# PROBLEM
Although the records include pictures, the copy should not; write out exactly the lines from the first through the line with "Reviewer note: every instance of the car's front wheel".

[Collection entries]

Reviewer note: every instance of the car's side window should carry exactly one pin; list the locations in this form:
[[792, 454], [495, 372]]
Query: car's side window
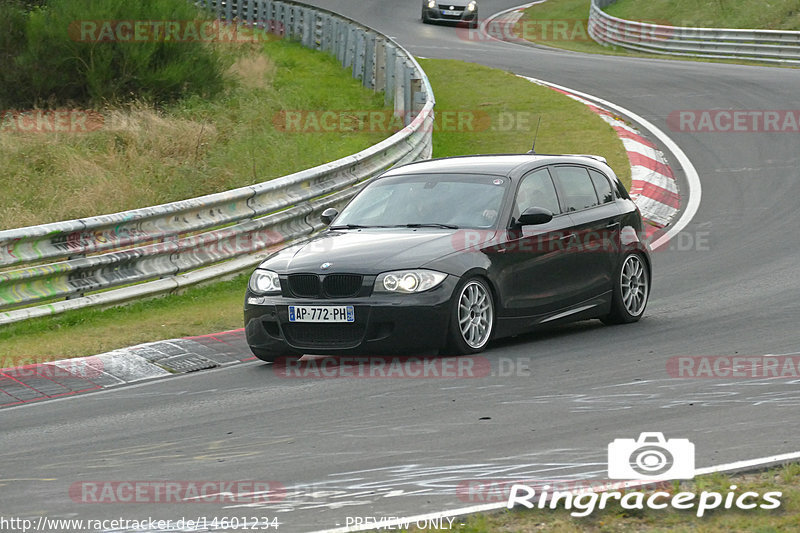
[[602, 186], [576, 186], [537, 190]]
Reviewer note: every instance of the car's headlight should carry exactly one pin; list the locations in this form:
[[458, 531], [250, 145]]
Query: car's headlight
[[408, 281], [265, 282]]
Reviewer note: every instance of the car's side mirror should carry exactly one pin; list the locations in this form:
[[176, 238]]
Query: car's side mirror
[[535, 216], [328, 215]]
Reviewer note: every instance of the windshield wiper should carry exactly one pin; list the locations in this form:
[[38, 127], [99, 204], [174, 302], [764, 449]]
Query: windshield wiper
[[349, 226], [429, 225]]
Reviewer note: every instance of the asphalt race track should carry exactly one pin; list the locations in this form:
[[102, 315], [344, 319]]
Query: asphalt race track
[[728, 285]]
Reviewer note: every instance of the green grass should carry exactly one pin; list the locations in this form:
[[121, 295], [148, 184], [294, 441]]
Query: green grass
[[752, 14], [143, 156], [567, 126], [208, 309], [538, 21], [616, 519]]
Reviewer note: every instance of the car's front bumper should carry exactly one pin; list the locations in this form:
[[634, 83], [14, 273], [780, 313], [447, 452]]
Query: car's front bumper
[[436, 14], [384, 324]]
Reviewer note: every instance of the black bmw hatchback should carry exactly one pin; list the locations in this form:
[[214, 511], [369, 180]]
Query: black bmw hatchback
[[448, 254]]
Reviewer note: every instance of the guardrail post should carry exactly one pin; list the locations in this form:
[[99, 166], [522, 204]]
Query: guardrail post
[[369, 61], [350, 53], [391, 63], [358, 58], [400, 108], [380, 65]]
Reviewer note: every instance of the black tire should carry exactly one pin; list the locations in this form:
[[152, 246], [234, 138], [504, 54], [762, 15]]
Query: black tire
[[631, 290], [472, 324]]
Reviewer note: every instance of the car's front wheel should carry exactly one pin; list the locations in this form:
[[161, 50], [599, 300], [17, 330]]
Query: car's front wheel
[[631, 291], [472, 317]]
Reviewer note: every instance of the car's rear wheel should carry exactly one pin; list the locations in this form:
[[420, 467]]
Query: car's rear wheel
[[631, 291], [472, 317]]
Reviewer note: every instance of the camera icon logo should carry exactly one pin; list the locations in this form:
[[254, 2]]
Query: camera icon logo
[[651, 457]]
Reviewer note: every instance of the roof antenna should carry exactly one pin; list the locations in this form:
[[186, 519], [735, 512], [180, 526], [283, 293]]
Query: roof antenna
[[533, 148]]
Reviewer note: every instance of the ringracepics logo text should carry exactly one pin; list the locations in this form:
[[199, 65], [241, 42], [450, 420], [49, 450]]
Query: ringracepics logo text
[[586, 502], [644, 460]]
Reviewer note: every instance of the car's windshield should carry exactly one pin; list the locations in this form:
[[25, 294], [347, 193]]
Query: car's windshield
[[444, 200]]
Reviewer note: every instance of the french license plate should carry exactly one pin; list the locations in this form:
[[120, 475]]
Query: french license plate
[[321, 313]]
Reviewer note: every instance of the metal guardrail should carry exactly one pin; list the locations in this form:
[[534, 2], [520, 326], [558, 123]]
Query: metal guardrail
[[757, 45], [111, 259]]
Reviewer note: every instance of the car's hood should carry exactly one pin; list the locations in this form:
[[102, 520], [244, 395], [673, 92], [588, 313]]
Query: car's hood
[[372, 251]]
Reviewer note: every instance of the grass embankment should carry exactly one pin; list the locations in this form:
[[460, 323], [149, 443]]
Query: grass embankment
[[144, 155], [507, 110], [616, 519], [563, 23], [752, 14]]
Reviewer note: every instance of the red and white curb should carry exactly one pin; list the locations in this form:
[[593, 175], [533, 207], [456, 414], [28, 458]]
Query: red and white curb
[[654, 187], [35, 382]]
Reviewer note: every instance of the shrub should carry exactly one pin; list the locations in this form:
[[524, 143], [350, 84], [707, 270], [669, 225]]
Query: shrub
[[55, 68]]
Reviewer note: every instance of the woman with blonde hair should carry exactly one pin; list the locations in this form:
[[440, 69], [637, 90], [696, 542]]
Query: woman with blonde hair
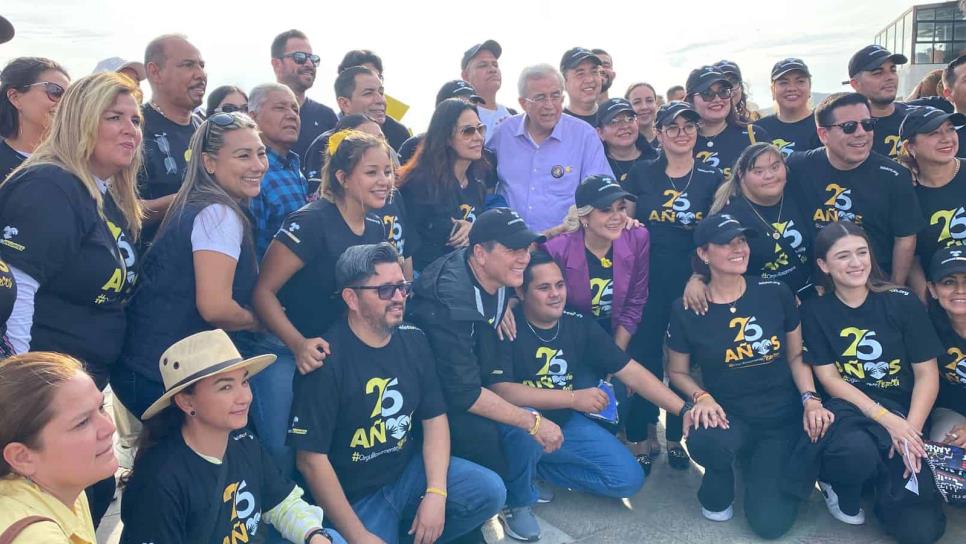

# RESULT
Reviewer note: every instance of the car's side window should carry exactly one pin; list the locations in this form:
[[792, 454], [495, 372]]
Query: car's side window
[[602, 186], [576, 186], [537, 190]]
Reviewer note: every instance of the car's headlight should carry exactly one pin; list the locations in this form:
[[458, 531], [250, 145]]
Query: car's headlight
[[408, 281], [265, 282]]
Reviewer note: every instance of the car's side mirror should carry exactly one pin; list the locations in this form:
[[176, 238]]
Query: car's side mirror
[[535, 216], [328, 215]]
Reviewer note: every instance of the windshield wiper should carry exactly one pin; list the locations in this form:
[[38, 127], [99, 204], [174, 302], [764, 449]]
Query: windshield wiper
[[349, 226], [429, 225]]
Reviewer note: every instance of the asphalt race track should carry exactly one pin; list the locations in this form:
[[102, 315], [344, 319]]
Query: asphalt race track
[[728, 285]]
Reviewer note: every instance of the green grass should carry exactly one pin; list the locations in this form:
[[121, 295], [148, 184], [294, 441]]
Query: green grass
[[752, 14], [143, 156], [567, 126], [208, 309], [538, 21], [616, 519]]
Reviewer note: every instance of the car's front bumper should carry exactly one pin; list the locations in this form:
[[634, 83], [14, 273], [780, 313], [447, 452]]
Query: car's front bumper
[[436, 14], [384, 324]]
Reviewer note: every instance of the black bmw hatchback should carry exactly one pin; list the locations in this form:
[[214, 511], [369, 180]]
Query: black bmw hatchback
[[448, 254]]
Reviewer note: every instance of the guardrail post should carry exactly one pin; list the locations in this form:
[[99, 166], [522, 204]]
Query: guardrail post
[[369, 61], [350, 53], [391, 63], [358, 58], [400, 108], [380, 65]]
Reviewer note: every instance of the black tire should carry exactly one pin; list the locations in this form:
[[152, 246], [234, 138], [504, 54], [762, 15]]
Query: black tire
[[631, 290], [472, 324]]
Reviewer note: every instance of the car's front wheel should carry exactly one pin; list the locations in this form:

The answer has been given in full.